Final
- Champion: Hubert Hurkacz
- Runner-up: Benjamin Bonzi
- Score: 6–3, 7–6^{(7–4)}

Details
- Draw: 28 (4 Q / 3 WC )
- Seeds: 8

Events
| Singles | Doubles |
| Open 13 |

= 2023 Open 13 Provence – Singles =

Hubert Hurkacz defeated Benjamin Bonzi in the final, 6–3, 7–6^{(7–4)} to win the men's singles tennis title at the 2023 Open 13. He saved a match point en route to the title, against Mikael Ymer in the quarterfinals.

Andrey Rublev was the reigning champion, but chose to compete in Doha instead.

==Seeds==
The top four seeds received a bye into the second round.

1. POL Hubert Hurkacz (champion)
2. ITA Jannik Sinner (second round, withdrew)
3. AUS Alex de Minaur (quarterfinals)
4. BUL Grigor Dimitrov (quarterfinals)
5. USA Maxime Cressy (second round)

__SUPPLIED ENTRIES__.
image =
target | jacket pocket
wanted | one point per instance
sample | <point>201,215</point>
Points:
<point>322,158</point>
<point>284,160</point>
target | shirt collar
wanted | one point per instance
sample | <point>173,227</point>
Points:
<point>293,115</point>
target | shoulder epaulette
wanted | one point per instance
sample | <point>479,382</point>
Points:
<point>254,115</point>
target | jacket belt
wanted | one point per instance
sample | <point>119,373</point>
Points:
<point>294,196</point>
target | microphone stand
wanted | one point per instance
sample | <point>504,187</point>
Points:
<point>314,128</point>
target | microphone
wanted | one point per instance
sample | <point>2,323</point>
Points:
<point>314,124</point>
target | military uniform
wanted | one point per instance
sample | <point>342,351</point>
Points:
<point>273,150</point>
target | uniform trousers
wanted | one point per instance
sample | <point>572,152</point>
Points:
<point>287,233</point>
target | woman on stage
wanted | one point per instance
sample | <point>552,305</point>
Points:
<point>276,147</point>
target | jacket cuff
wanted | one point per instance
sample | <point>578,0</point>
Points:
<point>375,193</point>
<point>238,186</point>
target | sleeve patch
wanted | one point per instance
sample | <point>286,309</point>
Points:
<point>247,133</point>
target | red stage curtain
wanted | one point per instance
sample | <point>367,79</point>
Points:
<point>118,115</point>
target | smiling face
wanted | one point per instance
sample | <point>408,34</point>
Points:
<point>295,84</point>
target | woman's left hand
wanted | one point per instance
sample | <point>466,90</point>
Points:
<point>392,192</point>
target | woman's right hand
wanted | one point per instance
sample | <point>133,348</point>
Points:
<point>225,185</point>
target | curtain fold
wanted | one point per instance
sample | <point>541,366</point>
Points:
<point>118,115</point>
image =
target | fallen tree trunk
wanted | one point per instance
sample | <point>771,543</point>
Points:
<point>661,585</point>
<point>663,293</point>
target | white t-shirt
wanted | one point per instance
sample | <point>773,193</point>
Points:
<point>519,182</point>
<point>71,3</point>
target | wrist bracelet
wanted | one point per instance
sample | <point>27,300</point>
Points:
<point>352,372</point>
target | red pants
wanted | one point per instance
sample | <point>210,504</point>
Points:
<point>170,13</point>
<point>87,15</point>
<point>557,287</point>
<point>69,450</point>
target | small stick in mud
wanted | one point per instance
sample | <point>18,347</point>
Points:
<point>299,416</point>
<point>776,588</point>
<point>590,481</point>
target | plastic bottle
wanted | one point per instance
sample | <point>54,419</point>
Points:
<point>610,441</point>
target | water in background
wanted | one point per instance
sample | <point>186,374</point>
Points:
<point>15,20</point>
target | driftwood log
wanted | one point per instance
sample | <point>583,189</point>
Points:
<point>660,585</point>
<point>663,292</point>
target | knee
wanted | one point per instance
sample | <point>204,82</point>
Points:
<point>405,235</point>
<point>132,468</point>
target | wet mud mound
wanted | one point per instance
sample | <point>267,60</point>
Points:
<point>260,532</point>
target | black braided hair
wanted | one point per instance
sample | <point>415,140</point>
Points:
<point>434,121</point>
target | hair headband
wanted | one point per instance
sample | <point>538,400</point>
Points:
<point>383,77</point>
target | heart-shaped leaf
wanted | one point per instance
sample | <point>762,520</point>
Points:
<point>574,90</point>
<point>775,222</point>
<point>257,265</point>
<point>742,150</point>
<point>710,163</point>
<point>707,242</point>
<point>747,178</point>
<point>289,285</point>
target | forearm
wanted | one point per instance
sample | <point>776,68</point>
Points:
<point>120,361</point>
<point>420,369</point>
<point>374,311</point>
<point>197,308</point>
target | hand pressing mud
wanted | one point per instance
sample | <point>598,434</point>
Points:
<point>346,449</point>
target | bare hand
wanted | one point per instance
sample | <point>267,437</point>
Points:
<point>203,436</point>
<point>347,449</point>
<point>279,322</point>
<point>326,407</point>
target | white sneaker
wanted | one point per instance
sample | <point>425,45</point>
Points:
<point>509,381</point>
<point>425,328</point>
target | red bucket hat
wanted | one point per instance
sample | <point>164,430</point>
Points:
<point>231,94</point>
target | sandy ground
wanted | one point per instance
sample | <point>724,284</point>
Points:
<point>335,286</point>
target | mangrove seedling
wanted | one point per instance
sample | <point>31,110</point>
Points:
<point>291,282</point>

__WORK TO COMPLETE__.
1. According to the 2023 Open 13 Provence singles text, against whom did Hubert Hurkacz save a match point on his way to the title?
2. Please continue the 2023 Open 13 Provence singles text, picking up after its final line.

__TASK ANSWERS__.
1. Mikael Ymer, in the quarterfinals.

2.
6. BEL David Goffin (second round, withdrew)
7. FRA Richard Gasquet (second round)
8. SUI Marc-Andrea Hüsler (first round)

==Qualifying==
===Seeds===

1. ITA Raúl Brancaccio (qualifying competition)
2. SVK Lukáš Klein (qualified)
3. AUT Filip Misolic (qualifying competition)
4. FRA Hugo Grenier (first round)
5. NED Gijs Brouwer (qualified)
6. FRA Manuel Guinard (first round)
7. HUN Fábián Marozsán (first round)
8. FRA Laurent Lokoli (qualified)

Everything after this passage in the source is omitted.